> _DATA TO USE_:
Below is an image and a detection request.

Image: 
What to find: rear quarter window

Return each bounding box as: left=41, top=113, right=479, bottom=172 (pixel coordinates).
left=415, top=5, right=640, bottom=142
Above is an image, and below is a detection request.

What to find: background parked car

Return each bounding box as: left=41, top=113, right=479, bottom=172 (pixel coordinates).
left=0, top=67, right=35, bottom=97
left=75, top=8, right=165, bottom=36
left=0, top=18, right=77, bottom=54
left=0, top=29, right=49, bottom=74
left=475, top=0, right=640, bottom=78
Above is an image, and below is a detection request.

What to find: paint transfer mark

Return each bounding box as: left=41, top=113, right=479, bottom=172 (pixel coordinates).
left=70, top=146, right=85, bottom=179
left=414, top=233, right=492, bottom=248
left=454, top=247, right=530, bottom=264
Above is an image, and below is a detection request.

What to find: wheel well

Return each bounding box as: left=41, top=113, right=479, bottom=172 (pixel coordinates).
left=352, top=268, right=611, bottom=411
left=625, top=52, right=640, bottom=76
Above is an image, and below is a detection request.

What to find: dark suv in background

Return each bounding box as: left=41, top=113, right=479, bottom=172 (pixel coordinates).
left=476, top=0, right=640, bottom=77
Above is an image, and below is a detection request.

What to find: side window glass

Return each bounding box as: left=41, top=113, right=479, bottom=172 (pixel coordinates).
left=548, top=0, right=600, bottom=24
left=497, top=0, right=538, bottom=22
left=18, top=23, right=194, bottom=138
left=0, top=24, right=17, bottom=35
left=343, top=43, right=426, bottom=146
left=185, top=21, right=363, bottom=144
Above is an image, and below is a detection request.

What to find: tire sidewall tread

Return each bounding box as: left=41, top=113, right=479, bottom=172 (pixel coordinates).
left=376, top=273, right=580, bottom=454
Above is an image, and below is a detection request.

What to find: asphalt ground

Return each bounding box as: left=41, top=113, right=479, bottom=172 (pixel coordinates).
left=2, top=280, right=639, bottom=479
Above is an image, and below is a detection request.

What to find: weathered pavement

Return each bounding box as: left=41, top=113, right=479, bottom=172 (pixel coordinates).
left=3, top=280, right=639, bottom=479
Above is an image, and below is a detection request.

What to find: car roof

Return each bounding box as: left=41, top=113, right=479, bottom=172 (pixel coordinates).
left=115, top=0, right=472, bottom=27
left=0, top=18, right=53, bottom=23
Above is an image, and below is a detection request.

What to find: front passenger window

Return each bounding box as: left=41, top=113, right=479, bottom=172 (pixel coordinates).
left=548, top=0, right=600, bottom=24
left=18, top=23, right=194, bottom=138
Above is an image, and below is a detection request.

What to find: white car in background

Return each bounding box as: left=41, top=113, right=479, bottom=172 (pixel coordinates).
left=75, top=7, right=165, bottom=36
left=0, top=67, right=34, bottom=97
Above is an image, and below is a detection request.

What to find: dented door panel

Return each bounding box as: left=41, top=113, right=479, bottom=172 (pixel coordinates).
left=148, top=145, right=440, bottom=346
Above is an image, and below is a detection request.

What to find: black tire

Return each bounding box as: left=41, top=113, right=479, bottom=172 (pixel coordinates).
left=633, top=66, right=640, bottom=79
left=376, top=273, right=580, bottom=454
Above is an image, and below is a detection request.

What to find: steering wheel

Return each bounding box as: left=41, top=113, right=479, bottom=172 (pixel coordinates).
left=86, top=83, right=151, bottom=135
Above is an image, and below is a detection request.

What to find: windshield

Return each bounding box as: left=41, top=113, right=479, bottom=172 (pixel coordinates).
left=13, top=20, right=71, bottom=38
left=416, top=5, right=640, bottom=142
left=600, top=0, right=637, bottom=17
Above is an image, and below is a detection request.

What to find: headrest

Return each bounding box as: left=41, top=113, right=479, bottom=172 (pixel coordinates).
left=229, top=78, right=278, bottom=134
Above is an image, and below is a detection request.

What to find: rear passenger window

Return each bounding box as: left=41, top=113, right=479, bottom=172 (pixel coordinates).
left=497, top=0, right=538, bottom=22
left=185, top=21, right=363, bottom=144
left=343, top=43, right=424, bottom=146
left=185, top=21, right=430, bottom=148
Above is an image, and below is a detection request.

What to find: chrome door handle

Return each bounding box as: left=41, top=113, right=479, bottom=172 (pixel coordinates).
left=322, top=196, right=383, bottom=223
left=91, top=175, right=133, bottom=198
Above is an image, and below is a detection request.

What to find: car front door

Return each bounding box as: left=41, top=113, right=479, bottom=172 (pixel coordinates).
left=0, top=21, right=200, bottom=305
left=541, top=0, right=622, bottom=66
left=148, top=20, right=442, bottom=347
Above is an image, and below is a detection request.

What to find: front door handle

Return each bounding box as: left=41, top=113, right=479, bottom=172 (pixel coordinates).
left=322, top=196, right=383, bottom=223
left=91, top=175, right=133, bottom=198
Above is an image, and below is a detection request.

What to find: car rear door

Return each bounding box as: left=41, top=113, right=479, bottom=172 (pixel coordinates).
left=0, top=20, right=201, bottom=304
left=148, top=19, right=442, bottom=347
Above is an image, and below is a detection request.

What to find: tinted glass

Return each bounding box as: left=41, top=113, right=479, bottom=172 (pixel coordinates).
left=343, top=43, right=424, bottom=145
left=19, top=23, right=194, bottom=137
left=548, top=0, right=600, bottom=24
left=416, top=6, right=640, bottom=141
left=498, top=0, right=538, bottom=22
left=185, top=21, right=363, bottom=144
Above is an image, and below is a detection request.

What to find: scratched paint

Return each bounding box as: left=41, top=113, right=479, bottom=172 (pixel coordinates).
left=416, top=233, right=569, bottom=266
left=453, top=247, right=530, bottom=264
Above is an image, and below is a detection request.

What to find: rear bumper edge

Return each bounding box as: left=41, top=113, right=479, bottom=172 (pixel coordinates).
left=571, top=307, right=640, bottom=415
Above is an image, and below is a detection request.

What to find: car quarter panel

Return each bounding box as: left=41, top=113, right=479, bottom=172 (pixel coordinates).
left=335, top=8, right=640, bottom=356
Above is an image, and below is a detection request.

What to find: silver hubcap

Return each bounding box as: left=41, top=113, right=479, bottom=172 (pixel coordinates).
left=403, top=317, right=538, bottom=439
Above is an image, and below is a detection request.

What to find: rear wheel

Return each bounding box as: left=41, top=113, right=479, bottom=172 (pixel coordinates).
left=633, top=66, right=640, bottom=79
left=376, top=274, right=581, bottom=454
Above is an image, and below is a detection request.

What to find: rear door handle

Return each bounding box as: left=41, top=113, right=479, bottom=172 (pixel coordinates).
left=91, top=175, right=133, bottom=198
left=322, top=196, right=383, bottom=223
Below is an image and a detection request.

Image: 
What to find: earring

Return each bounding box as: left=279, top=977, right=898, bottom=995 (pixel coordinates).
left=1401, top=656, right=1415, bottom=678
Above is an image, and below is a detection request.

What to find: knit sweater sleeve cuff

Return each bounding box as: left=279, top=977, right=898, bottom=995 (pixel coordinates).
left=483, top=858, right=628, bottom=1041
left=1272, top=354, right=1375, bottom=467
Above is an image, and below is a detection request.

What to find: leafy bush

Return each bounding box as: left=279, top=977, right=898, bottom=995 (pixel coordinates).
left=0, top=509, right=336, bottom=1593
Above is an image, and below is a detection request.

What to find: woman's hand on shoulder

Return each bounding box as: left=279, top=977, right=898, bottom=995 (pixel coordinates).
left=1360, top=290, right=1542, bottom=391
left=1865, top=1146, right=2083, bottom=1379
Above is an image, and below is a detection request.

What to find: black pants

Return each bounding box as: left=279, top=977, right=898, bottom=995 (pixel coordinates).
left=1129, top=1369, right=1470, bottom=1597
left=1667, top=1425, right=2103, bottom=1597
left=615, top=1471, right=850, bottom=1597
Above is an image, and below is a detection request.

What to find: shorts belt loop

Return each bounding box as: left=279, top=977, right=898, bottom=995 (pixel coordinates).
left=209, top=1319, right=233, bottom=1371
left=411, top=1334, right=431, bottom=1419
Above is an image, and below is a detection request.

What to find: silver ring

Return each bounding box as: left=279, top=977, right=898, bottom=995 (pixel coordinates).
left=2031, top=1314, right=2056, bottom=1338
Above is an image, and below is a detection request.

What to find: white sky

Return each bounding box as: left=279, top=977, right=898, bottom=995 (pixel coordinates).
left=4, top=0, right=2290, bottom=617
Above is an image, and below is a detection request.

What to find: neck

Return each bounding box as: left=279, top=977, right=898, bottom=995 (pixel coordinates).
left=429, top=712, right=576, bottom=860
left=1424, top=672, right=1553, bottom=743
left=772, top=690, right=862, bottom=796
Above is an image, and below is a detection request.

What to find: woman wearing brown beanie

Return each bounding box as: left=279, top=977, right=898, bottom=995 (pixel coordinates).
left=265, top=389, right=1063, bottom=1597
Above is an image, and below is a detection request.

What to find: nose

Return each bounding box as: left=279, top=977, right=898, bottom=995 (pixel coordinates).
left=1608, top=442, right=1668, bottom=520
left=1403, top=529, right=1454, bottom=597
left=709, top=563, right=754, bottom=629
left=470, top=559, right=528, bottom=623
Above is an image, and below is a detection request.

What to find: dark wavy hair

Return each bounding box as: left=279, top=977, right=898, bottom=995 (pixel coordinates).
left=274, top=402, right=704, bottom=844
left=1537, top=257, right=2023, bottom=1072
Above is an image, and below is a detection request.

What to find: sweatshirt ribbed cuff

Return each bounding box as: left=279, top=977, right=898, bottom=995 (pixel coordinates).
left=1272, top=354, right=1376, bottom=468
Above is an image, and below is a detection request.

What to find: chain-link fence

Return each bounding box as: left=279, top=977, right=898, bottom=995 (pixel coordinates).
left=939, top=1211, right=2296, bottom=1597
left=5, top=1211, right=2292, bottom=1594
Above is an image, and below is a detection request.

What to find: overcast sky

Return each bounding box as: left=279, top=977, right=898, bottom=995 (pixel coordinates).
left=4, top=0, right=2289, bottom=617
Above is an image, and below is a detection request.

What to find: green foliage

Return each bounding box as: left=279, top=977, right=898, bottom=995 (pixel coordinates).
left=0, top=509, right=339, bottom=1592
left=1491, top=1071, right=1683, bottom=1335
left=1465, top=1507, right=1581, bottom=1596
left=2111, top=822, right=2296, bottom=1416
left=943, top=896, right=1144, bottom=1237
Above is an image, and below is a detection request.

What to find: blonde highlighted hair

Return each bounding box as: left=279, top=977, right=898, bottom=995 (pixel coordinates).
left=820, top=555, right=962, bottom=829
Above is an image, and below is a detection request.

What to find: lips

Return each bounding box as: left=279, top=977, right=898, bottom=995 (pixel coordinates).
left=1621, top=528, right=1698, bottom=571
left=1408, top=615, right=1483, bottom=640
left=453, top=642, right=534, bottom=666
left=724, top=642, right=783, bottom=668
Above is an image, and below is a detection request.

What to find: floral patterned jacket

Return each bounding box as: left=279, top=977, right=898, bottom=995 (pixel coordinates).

> _WHAT IS NEEDED_: Pick from the records each line that contains the word "white" and show it.

> _EXERCISE RESPONSE_:
What to find: white car in background
What to find: white sky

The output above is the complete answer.